• _Enunciado 1_:
Selecione todas as linhas dos registros que contêm a palavra "background", diferenciando maiúsculas de minúsculas.

• _Texto de origem_:
Assassinatos em Teerã
Primeiro, este é o segundo assassinato de alguém destacado em Teerã em três meses. Abu Muhammad al-Masri foi morto a tiros na cidade no dia sete de agosto. Ele era um dos principais líderes do grupo al-Qaeda, o que soa abstrato. De concreto, entretanto, pode-se afirmar que ele foi um dos idealizadores dos ataques a embaixadas americanas na África em 1998, em Dar es Salaam, na Tanzânia, e em Nairobi, Quênia.
Os ataques, curiosamente, foram em um sete de agosto, deixaram 224 mortos e são considerados um prelúdio do Onze de Setembro de 2001 e da Guerra ao Terror. Al-Masri teria sido morto por agentes israelenses com apoio de inteligência dos EUA. Curiosamente, a al-Qaeda e o Irã passam longe de serem aliados, já que a organização salafista vê os muçulmanos xiitas, como é o caso do Irã, como um de seus principais alvos.
É possível que ele estivesse em Teerã justamente para se abrigar e fugir, achando que não seria procurado ali. Existem outras várias possibilidades, hoje só podemos especular, o fato é que dois assassinatos desses, ambos na capital do país, ambos supostamente cometidos por agentes israelenses, mostram uma vulnerabilidade chocante da ditadura iraniana. Uma vulnerabilidade com possíveis origens tanto internas quanto externas.
Ou seja, é possível que dissidentes iranianos em Teerã estejam cooperando em maior número com países rivais, ou que haja uma maior cooperação da oposição iraniana no exílio, como o Monafeghin, sediado em Paris e que defende um retorno à monarquia. O grupo usa a bandeira tricolor que era nacional até 1980, com o Leão e o Sol ao centro, em contraste com a atual bandeira, com o símbolo da Revolução Islâmica.
Coincidência ou não, semana passada começaram, na França, os julgamentos de agentes iranianos que teriam elaborado um atentado contra um evento da oposição em Paris, em 2018. Ainda assim, os dois eventos certamente causaram grandes repercussões nos altos círculos da segurança e da defesa do Irã, embora dificilmente esses tremores escapem ao público, substituídos pelas rotineiras ameaças de represálias.
Garantia frente um revés
Segunda leitura possível, dias antes, o primeiro-ministro de Israel, Benjamin Netanyahu, se encontrou com o príncipe herdeiro da ditadura saudita, Mohammed bin Salman, o MBS, na Arábia Saudita. Foi o primeiro encontro desse tipo na História, após anos de contatos indiretos entre isralenses e sauditas. O Secretário de Estado dos EUA, Mike Pompeo, também participou das conversas na cidade planejada de Neom.

• _Enunciado 2_:
De acordo com o texto sobre os assassinatos em Teerã, quantos mortos deixaram os ataques de 1998 às embaixadas americanas na África?

• _Registros de dados_:
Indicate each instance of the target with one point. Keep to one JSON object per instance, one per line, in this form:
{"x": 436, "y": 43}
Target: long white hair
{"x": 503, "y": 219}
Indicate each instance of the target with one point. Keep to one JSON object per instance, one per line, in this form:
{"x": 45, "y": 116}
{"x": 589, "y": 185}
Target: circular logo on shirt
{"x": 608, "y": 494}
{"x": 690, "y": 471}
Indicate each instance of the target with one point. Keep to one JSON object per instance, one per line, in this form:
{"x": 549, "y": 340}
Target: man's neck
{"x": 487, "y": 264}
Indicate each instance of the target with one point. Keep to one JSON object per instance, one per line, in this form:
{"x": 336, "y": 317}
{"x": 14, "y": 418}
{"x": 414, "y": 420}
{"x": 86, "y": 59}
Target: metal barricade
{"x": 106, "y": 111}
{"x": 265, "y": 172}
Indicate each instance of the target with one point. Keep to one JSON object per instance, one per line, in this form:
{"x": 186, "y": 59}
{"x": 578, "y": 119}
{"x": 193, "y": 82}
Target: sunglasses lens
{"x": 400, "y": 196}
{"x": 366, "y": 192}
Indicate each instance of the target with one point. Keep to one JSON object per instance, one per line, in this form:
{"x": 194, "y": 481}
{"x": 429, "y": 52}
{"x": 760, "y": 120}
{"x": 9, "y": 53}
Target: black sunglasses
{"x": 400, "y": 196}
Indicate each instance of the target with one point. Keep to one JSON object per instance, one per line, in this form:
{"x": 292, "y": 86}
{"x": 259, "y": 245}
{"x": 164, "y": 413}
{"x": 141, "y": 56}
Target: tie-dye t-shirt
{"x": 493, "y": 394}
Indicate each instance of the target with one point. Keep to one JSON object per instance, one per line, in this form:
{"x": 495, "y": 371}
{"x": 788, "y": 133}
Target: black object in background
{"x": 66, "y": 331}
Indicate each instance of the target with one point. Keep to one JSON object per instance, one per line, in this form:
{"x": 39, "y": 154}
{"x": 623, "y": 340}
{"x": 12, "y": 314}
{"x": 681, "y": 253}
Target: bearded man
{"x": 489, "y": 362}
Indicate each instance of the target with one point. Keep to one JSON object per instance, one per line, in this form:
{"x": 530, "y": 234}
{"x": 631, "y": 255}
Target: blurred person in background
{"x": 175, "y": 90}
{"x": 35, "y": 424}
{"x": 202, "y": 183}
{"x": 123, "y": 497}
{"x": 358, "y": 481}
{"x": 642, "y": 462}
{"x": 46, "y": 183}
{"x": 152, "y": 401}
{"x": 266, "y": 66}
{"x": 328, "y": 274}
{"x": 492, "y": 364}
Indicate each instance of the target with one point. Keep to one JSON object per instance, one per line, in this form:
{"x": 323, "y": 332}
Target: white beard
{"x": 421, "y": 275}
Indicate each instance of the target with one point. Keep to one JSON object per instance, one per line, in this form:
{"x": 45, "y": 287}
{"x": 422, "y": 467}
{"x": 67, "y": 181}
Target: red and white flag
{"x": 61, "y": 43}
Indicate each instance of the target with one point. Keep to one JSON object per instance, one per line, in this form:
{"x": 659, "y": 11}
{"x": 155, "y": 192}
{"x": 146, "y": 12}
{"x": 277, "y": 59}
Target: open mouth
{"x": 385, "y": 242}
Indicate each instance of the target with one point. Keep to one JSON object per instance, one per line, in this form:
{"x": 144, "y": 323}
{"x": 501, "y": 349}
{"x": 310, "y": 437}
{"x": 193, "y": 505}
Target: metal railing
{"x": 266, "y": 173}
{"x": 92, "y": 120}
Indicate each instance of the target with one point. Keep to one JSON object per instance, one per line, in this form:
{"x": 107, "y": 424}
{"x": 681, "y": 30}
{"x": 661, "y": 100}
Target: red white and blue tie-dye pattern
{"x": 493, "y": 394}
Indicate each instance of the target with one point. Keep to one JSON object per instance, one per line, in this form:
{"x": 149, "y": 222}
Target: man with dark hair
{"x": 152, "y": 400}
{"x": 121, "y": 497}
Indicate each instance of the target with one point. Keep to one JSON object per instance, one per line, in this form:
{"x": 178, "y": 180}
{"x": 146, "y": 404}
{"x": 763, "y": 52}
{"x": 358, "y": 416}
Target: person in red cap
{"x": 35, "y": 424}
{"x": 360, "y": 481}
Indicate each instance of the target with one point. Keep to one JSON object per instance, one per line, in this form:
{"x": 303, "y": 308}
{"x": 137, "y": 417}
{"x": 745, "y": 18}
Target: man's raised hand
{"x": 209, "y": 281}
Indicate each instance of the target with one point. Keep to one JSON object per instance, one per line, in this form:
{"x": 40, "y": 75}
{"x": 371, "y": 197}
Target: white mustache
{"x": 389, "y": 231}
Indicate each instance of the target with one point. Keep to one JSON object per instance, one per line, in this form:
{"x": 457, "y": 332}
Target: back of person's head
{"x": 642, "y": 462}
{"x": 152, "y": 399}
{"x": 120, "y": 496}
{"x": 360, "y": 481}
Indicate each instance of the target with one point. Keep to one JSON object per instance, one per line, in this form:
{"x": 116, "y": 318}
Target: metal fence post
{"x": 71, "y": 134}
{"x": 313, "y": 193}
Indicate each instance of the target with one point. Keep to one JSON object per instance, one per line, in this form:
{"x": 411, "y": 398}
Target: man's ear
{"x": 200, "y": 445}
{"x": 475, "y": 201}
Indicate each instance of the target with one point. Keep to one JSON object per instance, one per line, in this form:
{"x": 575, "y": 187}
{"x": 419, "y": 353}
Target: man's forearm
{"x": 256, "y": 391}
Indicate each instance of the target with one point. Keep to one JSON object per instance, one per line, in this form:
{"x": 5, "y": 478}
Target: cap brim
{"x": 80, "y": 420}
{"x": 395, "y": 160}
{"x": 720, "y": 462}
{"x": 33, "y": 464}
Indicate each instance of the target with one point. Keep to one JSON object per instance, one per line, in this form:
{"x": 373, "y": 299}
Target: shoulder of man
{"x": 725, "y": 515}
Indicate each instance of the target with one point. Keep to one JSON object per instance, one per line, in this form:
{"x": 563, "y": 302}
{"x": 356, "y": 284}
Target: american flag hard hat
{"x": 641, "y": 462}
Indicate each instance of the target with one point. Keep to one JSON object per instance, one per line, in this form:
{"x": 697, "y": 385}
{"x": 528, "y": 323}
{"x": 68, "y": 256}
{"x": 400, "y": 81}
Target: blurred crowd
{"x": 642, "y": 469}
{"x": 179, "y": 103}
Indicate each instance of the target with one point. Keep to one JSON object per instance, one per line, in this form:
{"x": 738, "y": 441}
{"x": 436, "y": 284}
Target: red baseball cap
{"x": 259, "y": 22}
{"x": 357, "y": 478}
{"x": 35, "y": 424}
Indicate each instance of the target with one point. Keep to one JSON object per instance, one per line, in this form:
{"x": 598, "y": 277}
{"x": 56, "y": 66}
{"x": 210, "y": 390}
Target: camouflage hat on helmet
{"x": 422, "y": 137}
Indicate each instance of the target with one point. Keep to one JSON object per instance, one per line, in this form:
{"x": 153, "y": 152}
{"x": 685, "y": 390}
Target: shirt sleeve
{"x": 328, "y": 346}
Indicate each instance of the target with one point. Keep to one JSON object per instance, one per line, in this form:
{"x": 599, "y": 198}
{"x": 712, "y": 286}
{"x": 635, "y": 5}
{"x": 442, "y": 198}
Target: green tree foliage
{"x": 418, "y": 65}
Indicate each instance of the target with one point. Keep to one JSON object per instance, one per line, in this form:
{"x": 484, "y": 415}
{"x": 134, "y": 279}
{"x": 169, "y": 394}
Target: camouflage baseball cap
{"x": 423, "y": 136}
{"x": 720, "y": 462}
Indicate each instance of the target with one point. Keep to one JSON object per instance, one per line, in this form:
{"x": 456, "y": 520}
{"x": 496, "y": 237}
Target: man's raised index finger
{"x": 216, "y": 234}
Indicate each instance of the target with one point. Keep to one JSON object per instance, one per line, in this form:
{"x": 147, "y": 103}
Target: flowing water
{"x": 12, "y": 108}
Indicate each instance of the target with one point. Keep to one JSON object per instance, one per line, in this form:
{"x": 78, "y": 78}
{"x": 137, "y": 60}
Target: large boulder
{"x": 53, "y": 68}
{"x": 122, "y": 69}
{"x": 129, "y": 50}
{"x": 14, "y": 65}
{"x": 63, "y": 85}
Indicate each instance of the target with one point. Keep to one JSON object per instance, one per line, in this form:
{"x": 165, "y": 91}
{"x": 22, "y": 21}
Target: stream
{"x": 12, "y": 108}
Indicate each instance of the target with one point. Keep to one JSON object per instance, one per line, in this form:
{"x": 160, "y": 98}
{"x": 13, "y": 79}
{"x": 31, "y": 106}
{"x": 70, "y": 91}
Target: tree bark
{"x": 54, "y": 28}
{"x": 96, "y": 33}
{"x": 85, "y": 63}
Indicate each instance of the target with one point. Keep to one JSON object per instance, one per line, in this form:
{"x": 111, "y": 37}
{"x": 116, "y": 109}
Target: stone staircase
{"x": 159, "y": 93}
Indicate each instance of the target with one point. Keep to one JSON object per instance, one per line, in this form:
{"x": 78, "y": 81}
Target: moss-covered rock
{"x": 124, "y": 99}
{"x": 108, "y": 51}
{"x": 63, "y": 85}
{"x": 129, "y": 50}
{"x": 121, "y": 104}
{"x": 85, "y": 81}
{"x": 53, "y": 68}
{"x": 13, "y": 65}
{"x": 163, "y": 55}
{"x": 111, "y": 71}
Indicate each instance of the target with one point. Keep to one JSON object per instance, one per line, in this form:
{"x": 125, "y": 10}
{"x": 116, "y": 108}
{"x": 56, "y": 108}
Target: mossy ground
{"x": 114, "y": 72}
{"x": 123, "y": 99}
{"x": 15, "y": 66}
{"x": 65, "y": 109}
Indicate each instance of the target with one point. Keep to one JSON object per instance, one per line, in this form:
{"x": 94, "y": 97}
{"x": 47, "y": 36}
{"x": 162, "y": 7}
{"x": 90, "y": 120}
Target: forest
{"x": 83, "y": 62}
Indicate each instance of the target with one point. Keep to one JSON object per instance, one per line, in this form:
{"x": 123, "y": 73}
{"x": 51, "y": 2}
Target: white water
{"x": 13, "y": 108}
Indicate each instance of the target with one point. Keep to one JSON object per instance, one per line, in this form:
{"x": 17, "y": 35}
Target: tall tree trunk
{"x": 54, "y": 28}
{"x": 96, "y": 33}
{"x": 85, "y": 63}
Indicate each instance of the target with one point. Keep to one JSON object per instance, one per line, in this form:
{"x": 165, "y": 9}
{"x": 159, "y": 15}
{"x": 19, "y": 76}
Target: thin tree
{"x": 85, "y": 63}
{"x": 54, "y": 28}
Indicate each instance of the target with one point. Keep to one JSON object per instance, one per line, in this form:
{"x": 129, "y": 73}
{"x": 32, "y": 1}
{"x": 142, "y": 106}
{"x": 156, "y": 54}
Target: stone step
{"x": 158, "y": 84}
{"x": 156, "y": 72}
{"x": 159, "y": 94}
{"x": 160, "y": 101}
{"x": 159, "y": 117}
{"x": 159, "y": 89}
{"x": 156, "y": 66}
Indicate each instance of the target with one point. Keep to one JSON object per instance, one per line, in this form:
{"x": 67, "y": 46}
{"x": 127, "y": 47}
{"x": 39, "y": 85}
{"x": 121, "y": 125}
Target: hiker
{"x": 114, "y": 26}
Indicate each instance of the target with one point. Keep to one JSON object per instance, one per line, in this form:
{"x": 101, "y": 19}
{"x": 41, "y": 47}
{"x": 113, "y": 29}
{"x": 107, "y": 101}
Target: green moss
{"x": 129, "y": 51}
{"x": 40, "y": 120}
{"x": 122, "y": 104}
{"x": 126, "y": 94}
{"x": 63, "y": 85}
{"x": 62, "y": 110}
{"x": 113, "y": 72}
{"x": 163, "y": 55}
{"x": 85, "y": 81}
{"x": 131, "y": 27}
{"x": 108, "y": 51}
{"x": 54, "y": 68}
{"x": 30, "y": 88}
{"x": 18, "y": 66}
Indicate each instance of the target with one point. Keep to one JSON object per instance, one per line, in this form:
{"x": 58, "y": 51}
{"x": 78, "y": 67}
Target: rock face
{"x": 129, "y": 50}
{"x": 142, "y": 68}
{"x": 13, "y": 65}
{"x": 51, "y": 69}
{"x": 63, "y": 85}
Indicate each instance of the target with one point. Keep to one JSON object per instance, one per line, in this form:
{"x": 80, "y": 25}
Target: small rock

• _Resposta esperada 1_:
Target: black object in background
Target: blurred person in background

• _Resposta esperada 2_:
224 mortos.